_Records to use_.
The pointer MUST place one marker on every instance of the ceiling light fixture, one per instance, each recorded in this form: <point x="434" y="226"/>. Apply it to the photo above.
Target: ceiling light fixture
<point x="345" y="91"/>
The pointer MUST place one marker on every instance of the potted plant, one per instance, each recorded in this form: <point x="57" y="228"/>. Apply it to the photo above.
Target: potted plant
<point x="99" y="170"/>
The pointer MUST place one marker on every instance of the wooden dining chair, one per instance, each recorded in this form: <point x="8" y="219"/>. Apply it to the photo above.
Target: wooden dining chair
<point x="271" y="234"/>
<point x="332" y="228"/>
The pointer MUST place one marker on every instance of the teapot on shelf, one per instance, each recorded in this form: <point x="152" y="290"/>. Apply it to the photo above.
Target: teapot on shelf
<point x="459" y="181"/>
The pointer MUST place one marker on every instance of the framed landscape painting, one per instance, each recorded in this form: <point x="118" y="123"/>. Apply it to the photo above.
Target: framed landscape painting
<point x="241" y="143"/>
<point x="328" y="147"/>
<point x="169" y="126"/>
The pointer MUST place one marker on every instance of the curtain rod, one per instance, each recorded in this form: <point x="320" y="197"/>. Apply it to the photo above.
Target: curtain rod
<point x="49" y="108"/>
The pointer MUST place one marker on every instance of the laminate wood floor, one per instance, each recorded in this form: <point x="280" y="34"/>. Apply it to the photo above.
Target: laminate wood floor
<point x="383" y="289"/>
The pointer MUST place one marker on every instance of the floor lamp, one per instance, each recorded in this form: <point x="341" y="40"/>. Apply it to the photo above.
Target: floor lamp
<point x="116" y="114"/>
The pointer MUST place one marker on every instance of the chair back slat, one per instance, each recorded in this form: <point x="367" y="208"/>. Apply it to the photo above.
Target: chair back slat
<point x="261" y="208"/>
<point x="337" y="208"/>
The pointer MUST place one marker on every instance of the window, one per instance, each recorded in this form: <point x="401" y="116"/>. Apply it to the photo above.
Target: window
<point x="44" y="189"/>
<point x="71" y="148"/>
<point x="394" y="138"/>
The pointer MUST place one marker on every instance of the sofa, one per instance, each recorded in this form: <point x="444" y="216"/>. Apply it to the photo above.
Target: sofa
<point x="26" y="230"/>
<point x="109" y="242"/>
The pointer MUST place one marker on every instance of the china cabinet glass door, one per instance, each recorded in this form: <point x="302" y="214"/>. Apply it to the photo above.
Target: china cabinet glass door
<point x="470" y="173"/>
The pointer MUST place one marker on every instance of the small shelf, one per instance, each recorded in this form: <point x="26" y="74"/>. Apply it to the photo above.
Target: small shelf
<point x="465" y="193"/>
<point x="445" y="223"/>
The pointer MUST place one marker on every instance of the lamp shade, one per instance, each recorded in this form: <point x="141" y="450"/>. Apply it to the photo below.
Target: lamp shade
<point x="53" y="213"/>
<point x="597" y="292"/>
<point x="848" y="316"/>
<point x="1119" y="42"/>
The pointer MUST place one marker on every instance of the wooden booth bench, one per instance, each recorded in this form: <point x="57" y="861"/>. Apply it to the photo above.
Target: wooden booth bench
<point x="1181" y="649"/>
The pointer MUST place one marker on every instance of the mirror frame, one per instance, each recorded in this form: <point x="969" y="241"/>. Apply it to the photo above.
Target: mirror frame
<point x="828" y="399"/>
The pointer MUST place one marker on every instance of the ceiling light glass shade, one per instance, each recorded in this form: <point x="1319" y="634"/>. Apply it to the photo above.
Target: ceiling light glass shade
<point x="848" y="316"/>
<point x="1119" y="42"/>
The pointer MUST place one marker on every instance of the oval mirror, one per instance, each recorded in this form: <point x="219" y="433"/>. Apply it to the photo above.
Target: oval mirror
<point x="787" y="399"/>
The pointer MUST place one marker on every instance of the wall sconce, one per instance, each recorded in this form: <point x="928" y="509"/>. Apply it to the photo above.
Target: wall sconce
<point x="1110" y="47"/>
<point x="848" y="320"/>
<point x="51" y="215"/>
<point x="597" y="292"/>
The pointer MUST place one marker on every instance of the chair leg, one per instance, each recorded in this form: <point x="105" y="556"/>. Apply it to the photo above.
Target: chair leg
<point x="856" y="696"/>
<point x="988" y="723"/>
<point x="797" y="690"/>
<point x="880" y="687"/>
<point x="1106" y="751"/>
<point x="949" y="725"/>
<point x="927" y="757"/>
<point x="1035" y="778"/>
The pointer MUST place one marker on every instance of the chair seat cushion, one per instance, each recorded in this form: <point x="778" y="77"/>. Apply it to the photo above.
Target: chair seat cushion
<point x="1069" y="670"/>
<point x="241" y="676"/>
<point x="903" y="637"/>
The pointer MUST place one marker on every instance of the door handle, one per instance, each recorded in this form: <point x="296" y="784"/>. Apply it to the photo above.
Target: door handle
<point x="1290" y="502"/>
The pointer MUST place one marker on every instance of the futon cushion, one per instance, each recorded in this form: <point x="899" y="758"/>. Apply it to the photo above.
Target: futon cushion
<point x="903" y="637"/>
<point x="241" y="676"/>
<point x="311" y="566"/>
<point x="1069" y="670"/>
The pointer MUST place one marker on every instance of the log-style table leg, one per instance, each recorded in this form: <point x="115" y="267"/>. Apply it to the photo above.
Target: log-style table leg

_Aim of the task_. Rewrite all the records with each "The pointer" changed to "The annotator" and every other character left as it is.

_Result_.
The annotator MUST place one marker on every instance of the ceiling light fixture, one per instance, each recorded in this form: <point x="434" y="226"/>. Apply it to the photo above.
Target: ceiling light fixture
<point x="345" y="91"/>
The annotator MUST place one marker on every instance of the potted plant, one per instance, each recorded in this form: <point x="57" y="228"/>. Apply it to the photo above.
Target: potted plant
<point x="99" y="170"/>
The annotator MUST place one marker on every instance of the wooden dining chair, one per instance, each recorded in this form: <point x="8" y="219"/>. Apply it to the photo above.
Target: wooden dining chair
<point x="271" y="234"/>
<point x="332" y="228"/>
The annotator MUST place one marker on every instance of the teapot on shelf, one per instance, each recorded in this form: <point x="152" y="290"/>. Apply it to the photo above.
Target: teapot on shelf
<point x="459" y="181"/>
The annotator MUST place one marker on every instance of the framed landscape painting, one per instance, each recorded in this form: <point x="118" y="123"/>. Apply it to the photo above.
Target: framed landscape painting
<point x="241" y="143"/>
<point x="328" y="147"/>
<point x="169" y="126"/>
The annotator MUST place one marker on every instance of the curtain rod, one per instance, each recorded in this form: <point x="320" y="197"/>. Apply it to the photo above.
Target: curtain rod
<point x="49" y="108"/>
The annotator MUST place one marker on every instance of the laminate wood floor, one per instance, each recorded in this form: <point x="280" y="34"/>. Apply it to the photo above.
Target: laminate wood floor
<point x="383" y="289"/>
The annotator MUST place one marker on every instance of the floor lamp, one per instance, each recorded in this form: <point x="341" y="40"/>. Apply it to the photo above.
Target: floor lamp
<point x="116" y="114"/>
The annotator MUST place one marker on every instance of the chair back slat, one per instance, each recorded in this form: <point x="367" y="208"/>. Apply it to the photo above.
Target: chair back slat
<point x="261" y="208"/>
<point x="337" y="208"/>
The annotator MUST place one marker on every instance of the window, one per instance, each recorded in this form: <point x="401" y="116"/>. Apply it to the photo above.
Target: window
<point x="44" y="189"/>
<point x="71" y="148"/>
<point x="394" y="138"/>
The annotator MUST place one marker on every instance of the sofa, one per instance, each recorded in this form: <point x="444" y="216"/>. Apply it to the photo above.
Target: sofa
<point x="26" y="230"/>
<point x="109" y="242"/>
The annotator MUST place one marker on every instance of the china cabinet glass door, one per instance, each recorded in this form: <point x="302" y="214"/>. Apply it to the photo above.
Target: china cabinet glass door
<point x="470" y="173"/>
The annotator MUST place one marker on every instance of the small shelf, one per instance, each recorded in this form: <point x="26" y="74"/>. Apply it to the photo above.
Target: small shelf
<point x="465" y="193"/>
<point x="445" y="223"/>
The annotator MUST place one marker on every instance of the lamp shade, one per instance, each recorded in this form: <point x="141" y="450"/>. Apply it to the photo below.
Target: lamp shade
<point x="53" y="213"/>
<point x="597" y="292"/>
<point x="848" y="316"/>
<point x="1119" y="42"/>
The annotator MUST place one marker on every instance of the wooden booth bench, one per instance, each recorded in this form: <point x="57" y="861"/>. Apply it to the photo above.
Target: wooden booth bench
<point x="1181" y="649"/>
The annotator MUST place one marker on every instance of the mirror frame, one per instance, each recorded in this form: <point x="969" y="241"/>. Apply it to the photo above.
Target: mirror frame
<point x="828" y="399"/>
The annotator MUST place one marker on every instance of the ceiling light glass shade, one per instance, each recorded in this form: <point x="1319" y="634"/>. Apply it to the photo above.
Target: ceiling light glass shade
<point x="848" y="316"/>
<point x="1119" y="42"/>
The annotator MUST place one marker on every instance of the oval mirror, one per instance, each recorded in this form: <point x="219" y="433"/>. Apply it to the photo above.
Target: oval mirror
<point x="787" y="399"/>
The annotator MUST place one marker on every instance of the wall sconce, one per instance, each recorded in this form: <point x="928" y="509"/>. Apply it to the photo above.
Target: wall sconce
<point x="1110" y="47"/>
<point x="848" y="320"/>
<point x="51" y="215"/>
<point x="597" y="292"/>
The annotator MUST place one marker on every instance of the chair leg, one per instance, each recorded in this form: <point x="105" y="556"/>. Apply it to the photo above.
Target: chair leg
<point x="856" y="696"/>
<point x="988" y="723"/>
<point x="797" y="690"/>
<point x="880" y="687"/>
<point x="1106" y="751"/>
<point x="949" y="725"/>
<point x="927" y="757"/>
<point x="1035" y="778"/>
The annotator MUST place one marker on every instance of the chair seat cushion, one per instance, each recorded in this form: <point x="778" y="77"/>. Apply it to the photo above.
Target: chair seat cushion
<point x="1069" y="670"/>
<point x="241" y="676"/>
<point x="903" y="637"/>
The annotator MUST place one marker on every instance of the door handle, one per instance, each recorded in this form: <point x="296" y="784"/>. Apply it to the photo above.
Target: door handle
<point x="1290" y="502"/>
The annotator MUST place one marker on every instance of the futon cushion, one per instance, each recorded in this form: <point x="899" y="758"/>. Apply it to the photo above.
Target: futon cushion
<point x="903" y="637"/>
<point x="241" y="676"/>
<point x="311" y="566"/>
<point x="1069" y="670"/>
The annotator MUST place one marker on every instance of the log-style table leg, one per instance, each recorded in this form: <point x="115" y="267"/>. Apply it to the photo above.
Target: log-style table leg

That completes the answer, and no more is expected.